**Reading text**
23.March.2012: The San Francisco International Film Festival will present its annual Mel Novikoff Award to Pierre Rissient on April 28. From the SFFS press release: “Rissient is revered by filmmakers of all ages around the world, from Clint Eastwood, who frequently shows him the rough cut of his work, to Werner Herzog, who calls him ‘the yeast in the dough,’ to Quentin Tarantino, who dubs him ‘a samurai warrior’ because he has devoted his life to supporting filmmakers from around the globe.” Rissient had a major hand in the revival of certain key auteurs that helped to precipitate the French New Wave, so it’s appropriate that SFFS will be screening Fritz Lang’s 1950 film House by the River in his honor. Catch up with many of Lang’s films, including his similarly noirish Scarlet Street, on Fandor.

**Material shown**
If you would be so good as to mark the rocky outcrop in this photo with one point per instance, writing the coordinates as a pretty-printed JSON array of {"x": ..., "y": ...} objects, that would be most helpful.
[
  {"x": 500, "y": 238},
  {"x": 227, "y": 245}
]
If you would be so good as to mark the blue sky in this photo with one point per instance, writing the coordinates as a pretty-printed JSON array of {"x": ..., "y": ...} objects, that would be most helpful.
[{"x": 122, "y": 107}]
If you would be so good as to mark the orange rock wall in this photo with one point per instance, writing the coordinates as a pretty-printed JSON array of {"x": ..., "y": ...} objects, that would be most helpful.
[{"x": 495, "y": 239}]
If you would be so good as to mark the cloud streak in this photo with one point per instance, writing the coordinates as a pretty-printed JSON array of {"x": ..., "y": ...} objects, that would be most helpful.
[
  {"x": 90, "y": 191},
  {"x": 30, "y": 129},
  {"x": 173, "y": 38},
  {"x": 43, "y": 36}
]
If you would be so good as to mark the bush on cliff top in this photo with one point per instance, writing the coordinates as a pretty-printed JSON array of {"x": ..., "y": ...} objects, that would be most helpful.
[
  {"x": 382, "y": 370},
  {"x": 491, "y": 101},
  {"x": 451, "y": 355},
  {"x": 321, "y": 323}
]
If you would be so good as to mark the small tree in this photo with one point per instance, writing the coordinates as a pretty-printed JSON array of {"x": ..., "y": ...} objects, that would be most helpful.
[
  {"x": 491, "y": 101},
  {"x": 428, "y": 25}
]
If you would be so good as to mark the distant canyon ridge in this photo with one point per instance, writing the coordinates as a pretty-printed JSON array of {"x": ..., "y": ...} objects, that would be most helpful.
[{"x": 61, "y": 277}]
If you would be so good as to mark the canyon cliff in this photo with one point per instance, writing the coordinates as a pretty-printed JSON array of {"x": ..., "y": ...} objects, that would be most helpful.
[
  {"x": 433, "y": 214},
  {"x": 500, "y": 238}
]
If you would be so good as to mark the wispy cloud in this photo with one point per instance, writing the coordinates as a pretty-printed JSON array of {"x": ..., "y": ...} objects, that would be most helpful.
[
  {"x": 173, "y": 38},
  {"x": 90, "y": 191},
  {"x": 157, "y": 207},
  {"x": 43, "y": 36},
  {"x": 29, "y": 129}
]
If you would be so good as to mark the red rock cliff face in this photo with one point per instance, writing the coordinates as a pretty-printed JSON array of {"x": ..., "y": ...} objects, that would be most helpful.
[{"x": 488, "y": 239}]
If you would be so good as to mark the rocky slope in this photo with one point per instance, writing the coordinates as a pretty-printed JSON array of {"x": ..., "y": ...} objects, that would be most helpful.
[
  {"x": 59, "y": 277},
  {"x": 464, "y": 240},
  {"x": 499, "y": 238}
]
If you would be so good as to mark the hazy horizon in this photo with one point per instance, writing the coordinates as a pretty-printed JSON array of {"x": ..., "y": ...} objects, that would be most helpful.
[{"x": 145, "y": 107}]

**Exercise details**
List every filmmaker that the press release quoted in the film festival announcement gives as an example of those who revere Rissient.

**Written answer**
Clint Eastwood, Werner Herzog, Quentin Tarantino